Tuesday, March 15, 2011

It's Personal


I have been putting this off for a long time. I didn't really want to write about the personal stuff going on in my life right now, mostly because I am unsure if I should really feel free to do that on a blog. Most people I know tend to keep their personal lives hidden and shy away from sharing. This is not how I am in life, and this blog, while only a snapshot of a small part of my life, is an outlet. When the ideas for writing start forming in my head, I need to release them before they become stagnant.


I haven't been tutoring for the past two weeks. My poor student. I will get to why in a minute, first here is the back story of my family. I am married and have three beautiful daughters, Maddie who is 10 and super bright and energetic. Katy is 6 and so loveable and bubbly. Then there is Ally who is 3 and truly the spoiled baby of the bunch. I always say she rules the house. My husband is young and energetic and helps out around the house all the time.

6 Years ago my husband suffered a grand mal seizure while sleeping one night. Long story short he had a benign tumor in his brain. He had it removed and has been taking medication to prevent any further seizures. He has been basically seizure free for about 5 years. So for 5 years we have been moving along. I increased my responsibilities outside of the home, believing that everything was copacetic. I love to keep busy and use my brain so I signed up for as many things as I could that would allow me to do that.

[DATA EXTRACT]:
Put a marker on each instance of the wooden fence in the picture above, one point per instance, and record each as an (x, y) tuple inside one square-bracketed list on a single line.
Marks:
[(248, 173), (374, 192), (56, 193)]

[TASKS TO COMPLETE]:
(a) Copy out word for word the part of the blog post that opens with the words containing "6 Years ago" and closes with "to do that.".
(b) Summarize the blog post in two sentences.
(c) In the blog post, how long has the husband been basically seizure free?
The listing comes from a separate source.

[RESPONSES TO THE TASKS]:
(a)
6 Years ago my husband suffered a grand mal seizure while sleeping one night. Long story short he had a benign tumor in his brain. He had it removed and has been taking medication to prevent any further seizures. He has been basically seizure free for about 5 years. So for 5 years we have been moving along. I increased my responsibilities outside of the home, believing that everything was copacetic. I love to keep busy and use my brain so I signed up for as many things as I could that would allow me to do that.

(b) The writer treats the blog as an outlet for personal matters, mentions not tutoring for the past two weeks, and describes a family of a husband and three daughters, Maddie, Katy, and Ally. Six years ago the husband had a grand mal seizure caused by a benign brain tumor, which was removed, and with medication he has been basically seizure free for about five years.

(c) About five years.